■ **TASK OBJECTIVE**
Starting at the row with "In this picture, please locate the wall" and ending after the row with "[209,219,285,246]", rewrite only those lines, switching "window frame" to "window casing" and leaving everything else untouched.

— Start MATERIAL TO PROCESS —

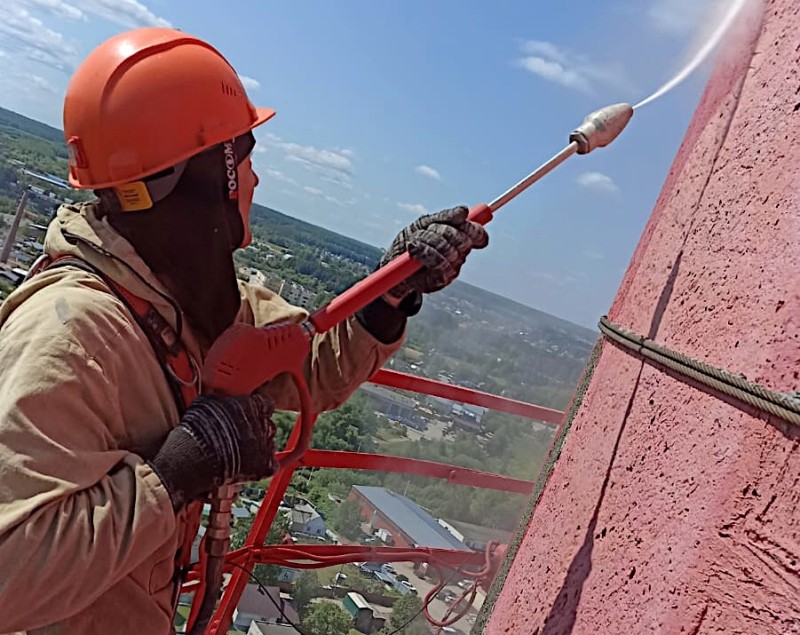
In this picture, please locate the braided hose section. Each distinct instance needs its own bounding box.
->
[598,316,800,426]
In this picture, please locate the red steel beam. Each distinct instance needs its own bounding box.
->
[203,369,564,635]
[369,368,564,426]
[250,545,486,569]
[205,415,316,635]
[300,449,534,494]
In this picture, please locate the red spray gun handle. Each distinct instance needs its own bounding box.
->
[309,203,492,333]
[203,204,492,467]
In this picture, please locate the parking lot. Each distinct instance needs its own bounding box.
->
[372,562,478,633]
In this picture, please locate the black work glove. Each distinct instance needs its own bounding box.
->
[150,394,278,510]
[381,207,489,303]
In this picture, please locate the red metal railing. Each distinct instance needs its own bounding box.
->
[182,370,563,635]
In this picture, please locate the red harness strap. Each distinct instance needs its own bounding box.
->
[41,256,203,608]
[43,256,200,414]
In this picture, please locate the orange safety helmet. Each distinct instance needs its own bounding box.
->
[64,27,275,189]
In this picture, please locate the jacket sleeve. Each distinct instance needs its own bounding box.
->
[234,283,405,412]
[0,282,176,633]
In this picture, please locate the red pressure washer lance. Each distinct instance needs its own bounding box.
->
[191,104,633,633]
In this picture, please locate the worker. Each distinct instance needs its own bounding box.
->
[0,28,487,635]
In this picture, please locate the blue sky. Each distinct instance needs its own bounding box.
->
[0,0,736,326]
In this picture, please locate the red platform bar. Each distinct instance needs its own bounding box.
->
[300,449,534,494]
[250,545,486,569]
[370,368,564,426]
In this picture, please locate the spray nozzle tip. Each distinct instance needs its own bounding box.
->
[569,104,633,154]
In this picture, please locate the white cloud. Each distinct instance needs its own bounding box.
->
[239,75,261,90]
[519,56,592,93]
[80,0,172,28]
[583,249,606,260]
[647,0,708,35]
[28,75,56,93]
[266,133,353,177]
[325,194,356,207]
[516,40,633,93]
[397,203,428,216]
[265,168,297,185]
[18,0,86,20]
[0,0,171,73]
[414,165,442,181]
[577,172,619,194]
[525,271,578,288]
[0,4,78,72]
[319,172,353,190]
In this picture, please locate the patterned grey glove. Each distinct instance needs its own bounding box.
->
[381,206,489,301]
[150,394,278,510]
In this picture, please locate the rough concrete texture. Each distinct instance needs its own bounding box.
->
[484,0,800,635]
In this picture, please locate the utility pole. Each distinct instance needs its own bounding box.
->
[0,190,28,264]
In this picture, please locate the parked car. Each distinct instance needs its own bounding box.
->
[400,580,419,595]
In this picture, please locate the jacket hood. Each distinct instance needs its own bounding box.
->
[39,201,205,359]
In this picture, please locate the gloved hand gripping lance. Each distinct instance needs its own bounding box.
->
[192,104,633,633]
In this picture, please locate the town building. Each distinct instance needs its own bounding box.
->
[347,485,468,551]
[233,584,300,633]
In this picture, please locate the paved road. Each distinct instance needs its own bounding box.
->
[392,562,485,633]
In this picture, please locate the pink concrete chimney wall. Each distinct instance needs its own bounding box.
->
[476,0,800,635]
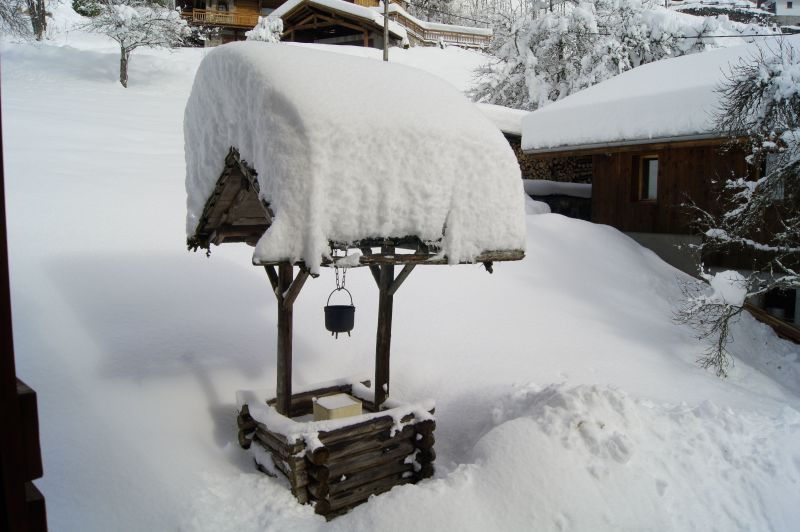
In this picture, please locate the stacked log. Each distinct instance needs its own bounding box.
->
[239,394,436,519]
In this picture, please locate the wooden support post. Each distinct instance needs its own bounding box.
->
[278,263,293,417]
[375,249,394,411]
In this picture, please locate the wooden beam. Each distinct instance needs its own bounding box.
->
[275,262,292,416]
[375,248,394,411]
[283,268,308,308]
[386,264,416,296]
[264,264,280,298]
[255,248,525,268]
[369,264,381,288]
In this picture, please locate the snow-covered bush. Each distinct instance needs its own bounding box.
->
[0,0,31,37]
[245,17,283,42]
[72,0,101,17]
[472,0,771,110]
[678,42,800,375]
[84,0,190,87]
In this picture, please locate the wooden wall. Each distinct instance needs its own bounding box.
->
[592,145,747,234]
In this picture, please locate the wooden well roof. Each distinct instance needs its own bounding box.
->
[187,148,525,270]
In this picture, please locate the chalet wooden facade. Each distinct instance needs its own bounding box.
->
[523,40,800,332]
[177,0,492,48]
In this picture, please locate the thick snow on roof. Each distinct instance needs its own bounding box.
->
[270,0,408,41]
[184,42,525,268]
[522,36,800,152]
[386,0,493,37]
[475,103,530,137]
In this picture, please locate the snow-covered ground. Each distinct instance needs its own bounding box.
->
[1,5,800,531]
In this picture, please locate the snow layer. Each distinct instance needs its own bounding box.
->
[184,42,525,269]
[522,179,592,198]
[0,7,800,532]
[382,4,492,37]
[522,36,800,151]
[475,103,530,137]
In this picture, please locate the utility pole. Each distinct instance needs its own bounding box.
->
[383,0,389,61]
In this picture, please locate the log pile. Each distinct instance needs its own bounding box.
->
[238,386,436,520]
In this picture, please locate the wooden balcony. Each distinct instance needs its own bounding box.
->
[182,9,258,28]
[390,11,492,48]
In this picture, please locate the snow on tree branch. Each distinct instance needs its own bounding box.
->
[245,17,283,42]
[472,0,773,110]
[84,0,190,87]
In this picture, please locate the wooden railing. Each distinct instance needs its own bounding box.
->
[183,9,258,28]
[389,13,492,47]
[744,303,800,344]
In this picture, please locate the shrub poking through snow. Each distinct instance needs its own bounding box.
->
[84,0,190,87]
[678,41,800,375]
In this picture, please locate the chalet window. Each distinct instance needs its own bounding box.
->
[756,153,784,201]
[637,155,658,201]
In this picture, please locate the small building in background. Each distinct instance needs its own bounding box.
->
[477,103,592,221]
[177,0,492,48]
[522,41,800,330]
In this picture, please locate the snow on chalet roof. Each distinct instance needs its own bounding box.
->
[388,0,493,37]
[522,36,800,153]
[270,0,408,42]
[184,42,525,270]
[475,103,530,137]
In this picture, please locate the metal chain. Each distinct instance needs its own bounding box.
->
[333,249,347,290]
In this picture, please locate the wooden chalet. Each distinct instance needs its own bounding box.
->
[177,0,492,48]
[184,43,525,519]
[522,40,800,332]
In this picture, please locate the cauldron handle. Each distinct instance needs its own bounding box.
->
[326,286,353,306]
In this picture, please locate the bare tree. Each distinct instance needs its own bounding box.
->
[84,0,190,87]
[27,0,47,41]
[676,41,800,375]
[0,0,31,37]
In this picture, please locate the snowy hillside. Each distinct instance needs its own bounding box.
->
[0,7,800,531]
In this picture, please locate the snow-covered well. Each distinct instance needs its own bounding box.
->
[184,42,525,268]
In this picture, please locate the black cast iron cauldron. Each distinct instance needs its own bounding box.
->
[325,287,356,338]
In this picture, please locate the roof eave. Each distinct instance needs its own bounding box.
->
[522,133,728,156]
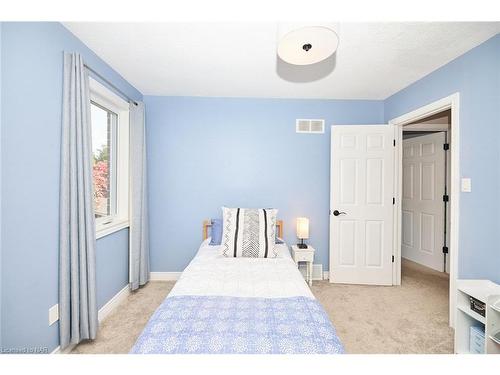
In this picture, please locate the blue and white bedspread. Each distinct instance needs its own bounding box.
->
[131,295,344,354]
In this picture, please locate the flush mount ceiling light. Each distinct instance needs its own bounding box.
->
[278,24,339,65]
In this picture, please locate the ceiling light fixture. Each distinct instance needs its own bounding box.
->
[278,24,339,65]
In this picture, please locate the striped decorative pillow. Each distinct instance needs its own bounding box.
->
[220,207,278,258]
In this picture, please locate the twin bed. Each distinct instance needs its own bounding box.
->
[131,221,344,354]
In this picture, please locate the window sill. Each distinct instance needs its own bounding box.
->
[96,220,130,240]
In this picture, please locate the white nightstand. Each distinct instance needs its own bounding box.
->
[292,245,314,285]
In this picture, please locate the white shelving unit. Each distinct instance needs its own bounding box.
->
[455,280,500,354]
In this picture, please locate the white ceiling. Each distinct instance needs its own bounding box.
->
[64,22,500,99]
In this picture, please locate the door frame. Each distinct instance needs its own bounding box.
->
[389,92,460,327]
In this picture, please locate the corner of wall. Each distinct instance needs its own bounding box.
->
[0,22,3,348]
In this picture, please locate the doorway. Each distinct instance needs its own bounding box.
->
[401,110,451,273]
[389,93,460,327]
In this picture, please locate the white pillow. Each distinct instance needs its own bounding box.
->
[220,207,278,258]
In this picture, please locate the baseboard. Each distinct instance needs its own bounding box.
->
[299,263,324,281]
[97,284,130,323]
[50,344,76,354]
[149,272,182,281]
[50,284,130,354]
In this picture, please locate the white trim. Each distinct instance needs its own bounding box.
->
[97,284,130,323]
[89,78,130,238]
[149,272,182,281]
[96,220,130,239]
[389,92,460,327]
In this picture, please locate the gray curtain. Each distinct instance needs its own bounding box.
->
[59,53,98,349]
[129,102,149,290]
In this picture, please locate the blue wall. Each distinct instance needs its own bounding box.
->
[145,96,383,271]
[385,34,500,283]
[0,22,3,348]
[1,23,142,351]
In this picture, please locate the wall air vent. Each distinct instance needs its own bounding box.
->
[295,119,325,134]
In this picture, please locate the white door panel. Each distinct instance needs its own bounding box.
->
[330,125,394,285]
[402,132,446,271]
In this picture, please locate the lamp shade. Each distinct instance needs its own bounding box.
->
[297,217,309,239]
[277,24,339,65]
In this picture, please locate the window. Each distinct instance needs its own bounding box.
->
[90,79,129,238]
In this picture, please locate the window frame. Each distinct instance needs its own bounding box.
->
[89,77,130,238]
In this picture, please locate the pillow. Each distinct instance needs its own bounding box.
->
[209,219,222,246]
[221,207,278,258]
[209,219,285,246]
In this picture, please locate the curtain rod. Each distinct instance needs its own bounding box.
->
[83,64,137,105]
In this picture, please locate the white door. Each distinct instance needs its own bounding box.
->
[401,132,446,271]
[330,125,395,285]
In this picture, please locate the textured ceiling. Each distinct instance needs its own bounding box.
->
[64,22,500,99]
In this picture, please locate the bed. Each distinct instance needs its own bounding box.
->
[131,221,344,354]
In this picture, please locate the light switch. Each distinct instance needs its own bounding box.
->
[49,304,59,326]
[462,178,472,193]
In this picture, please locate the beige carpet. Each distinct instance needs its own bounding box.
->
[72,260,453,354]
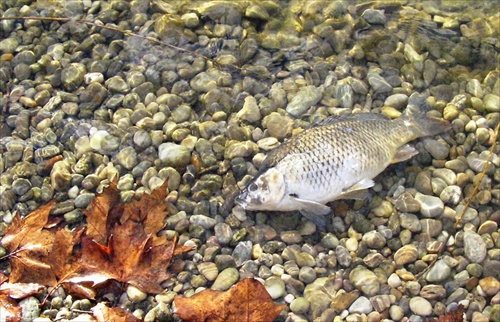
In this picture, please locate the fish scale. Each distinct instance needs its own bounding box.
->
[235,94,450,228]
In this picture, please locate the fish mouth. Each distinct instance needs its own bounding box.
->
[234,192,248,209]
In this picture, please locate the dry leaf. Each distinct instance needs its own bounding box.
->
[174,278,286,322]
[427,304,465,322]
[92,303,141,322]
[0,273,9,284]
[83,181,120,245]
[0,294,21,322]
[0,283,45,300]
[1,201,57,286]
[68,221,183,293]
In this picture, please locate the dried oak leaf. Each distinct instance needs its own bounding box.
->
[92,303,141,322]
[68,221,191,293]
[174,278,286,322]
[0,294,22,322]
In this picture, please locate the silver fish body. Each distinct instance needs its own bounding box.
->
[235,96,449,229]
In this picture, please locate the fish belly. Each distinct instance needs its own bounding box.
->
[277,142,391,204]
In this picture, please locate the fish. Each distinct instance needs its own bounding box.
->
[234,93,451,230]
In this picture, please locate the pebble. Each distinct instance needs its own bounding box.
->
[349,266,380,296]
[424,138,449,160]
[290,297,309,314]
[361,9,386,25]
[410,296,432,316]
[158,142,191,168]
[415,192,444,218]
[464,230,487,263]
[211,267,240,291]
[116,146,138,170]
[479,276,500,296]
[349,296,373,314]
[286,85,323,116]
[236,96,261,123]
[264,276,285,300]
[425,259,451,283]
[483,94,500,113]
[197,262,219,282]
[394,245,418,266]
[439,185,462,205]
[384,94,408,109]
[90,130,120,155]
[127,285,147,303]
[232,241,252,267]
[19,296,40,322]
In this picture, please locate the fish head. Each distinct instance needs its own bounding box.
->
[235,168,286,210]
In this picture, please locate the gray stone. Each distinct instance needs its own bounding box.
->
[264,276,285,300]
[348,296,373,314]
[158,142,191,168]
[415,192,444,218]
[211,267,240,291]
[367,73,392,93]
[232,241,253,267]
[286,85,323,116]
[236,96,261,123]
[61,63,87,91]
[410,296,432,316]
[361,9,386,25]
[425,259,451,283]
[439,185,462,205]
[424,138,449,160]
[384,94,408,109]
[19,296,40,322]
[116,146,138,170]
[349,266,380,296]
[464,230,487,263]
[483,94,500,113]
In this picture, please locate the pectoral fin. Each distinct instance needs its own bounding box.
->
[335,179,375,200]
[391,144,418,164]
[290,196,332,230]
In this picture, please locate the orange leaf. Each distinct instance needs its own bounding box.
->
[1,200,55,253]
[1,201,57,286]
[174,278,286,322]
[0,294,21,322]
[120,180,168,246]
[83,181,120,245]
[0,273,9,284]
[427,304,465,322]
[92,303,140,322]
[68,221,184,293]
[0,283,45,299]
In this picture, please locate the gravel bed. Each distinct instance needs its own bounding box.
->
[0,0,500,322]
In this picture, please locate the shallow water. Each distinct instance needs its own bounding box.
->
[0,0,500,321]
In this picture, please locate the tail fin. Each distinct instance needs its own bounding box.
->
[400,93,451,137]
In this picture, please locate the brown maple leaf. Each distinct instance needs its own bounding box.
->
[174,278,286,322]
[426,304,465,322]
[68,221,190,293]
[0,201,57,286]
[0,283,45,299]
[92,303,141,322]
[0,201,94,299]
[83,181,120,245]
[0,294,21,322]
[84,180,168,246]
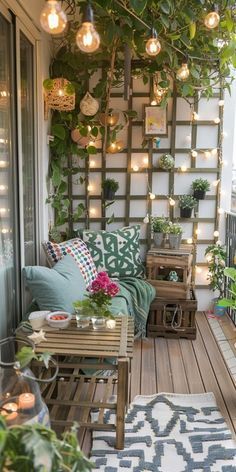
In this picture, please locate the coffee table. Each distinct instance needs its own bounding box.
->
[35,316,134,449]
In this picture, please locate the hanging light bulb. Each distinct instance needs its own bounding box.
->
[146,28,161,56]
[204,5,220,29]
[76,3,100,53]
[176,56,190,81]
[40,0,67,34]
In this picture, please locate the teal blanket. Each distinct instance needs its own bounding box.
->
[111,277,156,337]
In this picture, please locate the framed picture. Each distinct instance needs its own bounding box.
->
[144,105,168,138]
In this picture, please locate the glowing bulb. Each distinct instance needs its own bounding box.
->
[149,192,156,200]
[217,208,224,215]
[146,28,161,56]
[204,151,211,158]
[211,148,218,156]
[40,0,67,34]
[191,151,198,157]
[204,11,220,29]
[176,63,190,81]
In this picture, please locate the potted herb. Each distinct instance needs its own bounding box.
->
[205,241,226,315]
[192,178,210,200]
[151,216,169,247]
[169,222,183,249]
[179,195,197,218]
[102,179,119,200]
[159,154,175,170]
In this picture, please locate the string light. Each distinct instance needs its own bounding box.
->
[76,3,100,53]
[145,28,161,56]
[149,192,156,200]
[204,6,220,29]
[40,0,67,34]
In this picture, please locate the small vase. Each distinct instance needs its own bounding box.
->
[91,316,106,330]
[193,190,206,200]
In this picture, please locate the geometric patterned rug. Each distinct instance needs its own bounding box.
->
[91,393,236,472]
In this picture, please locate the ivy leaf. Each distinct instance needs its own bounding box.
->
[52,124,66,140]
[16,346,37,368]
[130,0,147,14]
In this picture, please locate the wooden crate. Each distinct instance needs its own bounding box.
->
[147,290,197,339]
[146,245,193,300]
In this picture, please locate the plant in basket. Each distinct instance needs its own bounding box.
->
[205,241,226,315]
[179,195,197,218]
[73,272,120,329]
[192,178,210,200]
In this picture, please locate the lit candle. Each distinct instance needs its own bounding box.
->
[19,393,35,410]
[106,320,116,329]
[1,402,18,421]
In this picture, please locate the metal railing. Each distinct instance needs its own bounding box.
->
[225,213,236,326]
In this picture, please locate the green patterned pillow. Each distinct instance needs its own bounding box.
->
[80,225,144,277]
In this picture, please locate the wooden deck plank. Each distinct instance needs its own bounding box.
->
[139,339,157,395]
[154,338,174,393]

— End MATERIAL TO PROCESS —

■ **ANSWER**
In this picture, please locate the wall air vent. Each distinct instance needs its own bounding box.
->
[295,119,325,134]
In this picture, please locate the white door panel. Each distinct instance needs its own bounding box.
->
[330,125,394,285]
[402,132,446,271]
In this picture, please locate the lamp shade. Each distinct instance needs its own bounding box.
->
[297,217,309,239]
[277,24,339,65]
In this picture, please locate the window. Each distinct instance needs its own bounding box.
->
[90,79,129,238]
In this picture, please locate the window casing. Each distinct instance needs its own bounding box.
->
[89,77,130,238]
In this picture, please locate the pillow. Each distinct instance needs its own bounding box.
->
[209,219,222,246]
[221,207,278,258]
[209,219,285,246]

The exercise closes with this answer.